Written instruction — Exact copies are required of the lines from the line containing "One keypoint belongs to every instance. Tag the side" through the final line of the listing, both included, and of no other lines.

Record set —

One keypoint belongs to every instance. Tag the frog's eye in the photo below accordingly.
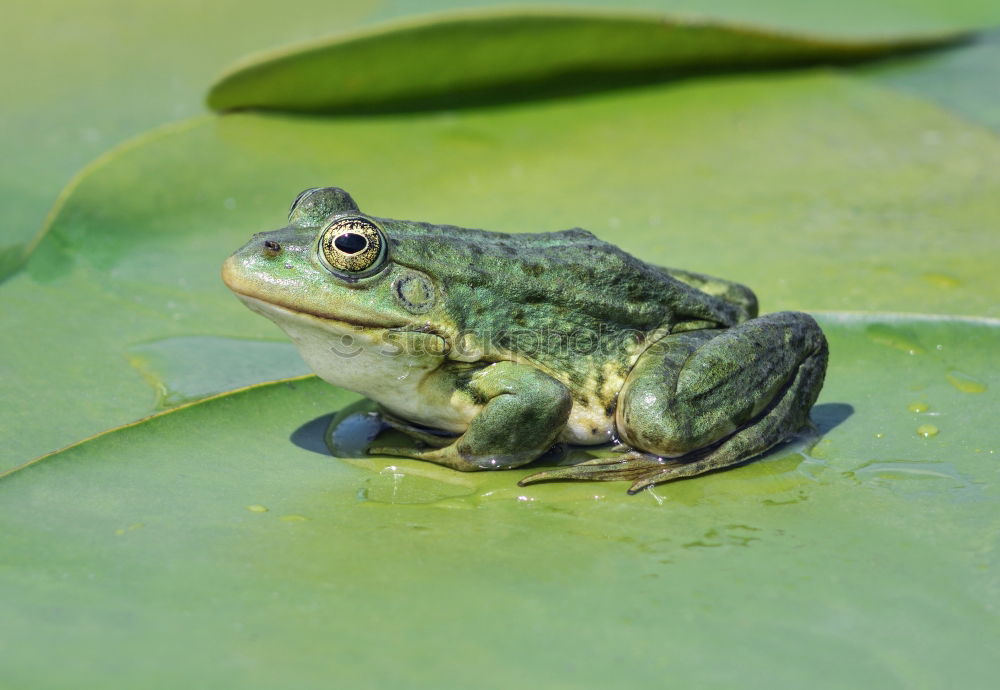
(354, 246)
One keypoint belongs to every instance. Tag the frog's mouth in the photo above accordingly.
(279, 313)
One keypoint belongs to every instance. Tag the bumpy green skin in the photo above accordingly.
(512, 343)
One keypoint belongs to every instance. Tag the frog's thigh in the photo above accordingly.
(691, 390)
(523, 412)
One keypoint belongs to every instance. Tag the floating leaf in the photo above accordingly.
(963, 79)
(447, 61)
(217, 535)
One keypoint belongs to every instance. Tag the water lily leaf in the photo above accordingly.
(963, 79)
(218, 535)
(90, 75)
(818, 191)
(454, 60)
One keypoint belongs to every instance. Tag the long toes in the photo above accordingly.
(600, 471)
(669, 472)
(394, 451)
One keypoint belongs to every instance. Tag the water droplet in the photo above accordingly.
(905, 469)
(964, 382)
(895, 337)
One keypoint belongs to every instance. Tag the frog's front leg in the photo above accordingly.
(704, 400)
(523, 412)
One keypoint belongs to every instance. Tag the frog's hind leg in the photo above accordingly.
(704, 400)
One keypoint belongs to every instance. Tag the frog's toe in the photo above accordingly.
(668, 471)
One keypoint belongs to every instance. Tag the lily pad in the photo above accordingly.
(498, 57)
(819, 191)
(90, 75)
(217, 534)
(963, 79)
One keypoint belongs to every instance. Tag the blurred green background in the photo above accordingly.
(214, 544)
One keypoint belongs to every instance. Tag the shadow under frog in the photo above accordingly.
(489, 349)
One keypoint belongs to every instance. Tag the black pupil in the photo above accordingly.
(350, 242)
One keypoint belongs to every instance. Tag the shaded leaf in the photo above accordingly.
(213, 535)
(818, 191)
(963, 79)
(446, 61)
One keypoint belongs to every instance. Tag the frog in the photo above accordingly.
(490, 349)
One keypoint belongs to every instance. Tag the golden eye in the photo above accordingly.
(352, 245)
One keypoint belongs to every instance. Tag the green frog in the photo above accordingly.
(489, 349)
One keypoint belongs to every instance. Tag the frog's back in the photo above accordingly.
(558, 280)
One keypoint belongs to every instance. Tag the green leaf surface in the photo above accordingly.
(964, 79)
(472, 58)
(819, 191)
(81, 78)
(218, 535)
(86, 76)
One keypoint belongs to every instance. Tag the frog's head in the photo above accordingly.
(331, 264)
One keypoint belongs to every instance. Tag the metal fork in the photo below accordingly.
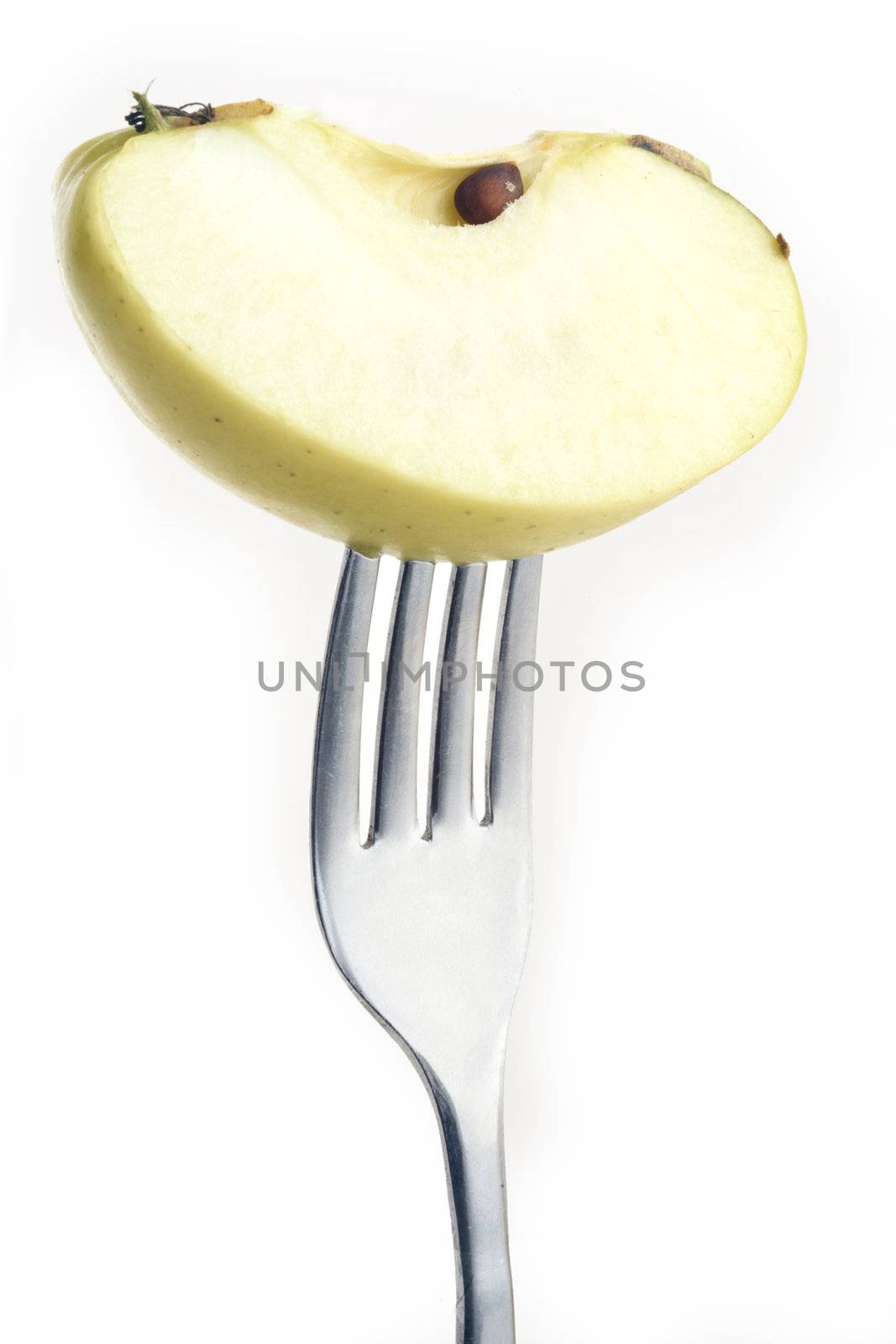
(430, 929)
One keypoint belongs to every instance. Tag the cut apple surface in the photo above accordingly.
(302, 315)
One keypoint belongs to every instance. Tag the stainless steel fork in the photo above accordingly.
(430, 929)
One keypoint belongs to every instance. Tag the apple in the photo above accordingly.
(305, 316)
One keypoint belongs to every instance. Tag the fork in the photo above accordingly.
(430, 925)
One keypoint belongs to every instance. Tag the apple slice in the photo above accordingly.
(302, 315)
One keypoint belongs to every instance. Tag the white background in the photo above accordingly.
(203, 1139)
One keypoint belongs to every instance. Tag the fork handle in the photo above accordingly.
(470, 1121)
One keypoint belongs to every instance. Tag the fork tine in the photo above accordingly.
(452, 756)
(335, 780)
(396, 732)
(508, 779)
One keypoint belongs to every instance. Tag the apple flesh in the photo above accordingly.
(302, 315)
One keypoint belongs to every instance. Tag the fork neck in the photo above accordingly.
(470, 1124)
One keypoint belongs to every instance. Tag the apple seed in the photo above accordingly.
(488, 192)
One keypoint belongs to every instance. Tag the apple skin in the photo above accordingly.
(275, 463)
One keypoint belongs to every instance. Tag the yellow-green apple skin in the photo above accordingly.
(301, 313)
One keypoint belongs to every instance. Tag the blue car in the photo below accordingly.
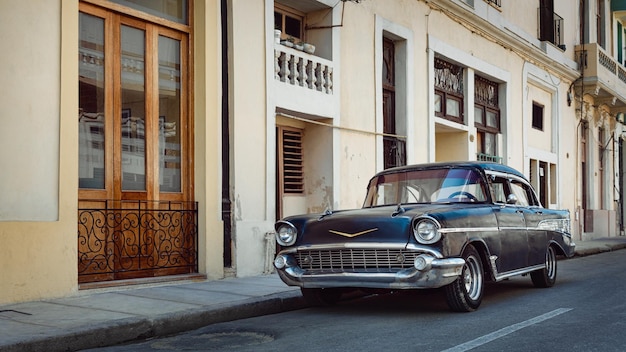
(452, 225)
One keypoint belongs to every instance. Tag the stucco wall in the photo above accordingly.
(38, 247)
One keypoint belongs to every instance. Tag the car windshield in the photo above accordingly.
(426, 186)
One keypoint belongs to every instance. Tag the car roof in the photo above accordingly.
(480, 165)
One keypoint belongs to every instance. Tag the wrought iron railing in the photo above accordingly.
(496, 3)
(132, 239)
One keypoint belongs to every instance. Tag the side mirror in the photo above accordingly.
(511, 199)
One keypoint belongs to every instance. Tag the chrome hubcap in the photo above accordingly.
(551, 262)
(472, 277)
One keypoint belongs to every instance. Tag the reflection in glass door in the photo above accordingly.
(133, 102)
(170, 146)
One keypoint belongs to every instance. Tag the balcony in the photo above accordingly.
(603, 77)
(304, 82)
(488, 157)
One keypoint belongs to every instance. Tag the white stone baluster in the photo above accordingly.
(277, 64)
(303, 75)
(294, 70)
(311, 74)
(329, 79)
(284, 71)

Answer —
One keypoint belongs to every instance. Tag the side mirror in the photo above accordingly.
(511, 199)
One keypoint belongs to every instance. Tag the chrome hubcap in the photo above accordingly.
(551, 262)
(472, 277)
One keypoint belongs to every instance. Tag the reflection in glass door in the photo above accordingly.
(133, 102)
(170, 146)
One keypoint belongs to every instance. Tag the balcony in the photo above accordingly.
(603, 77)
(304, 82)
(488, 157)
One keypoint belongs to every instance. Tag the white stone baluster in the photo above accordingly.
(277, 64)
(303, 75)
(294, 70)
(311, 74)
(329, 79)
(284, 71)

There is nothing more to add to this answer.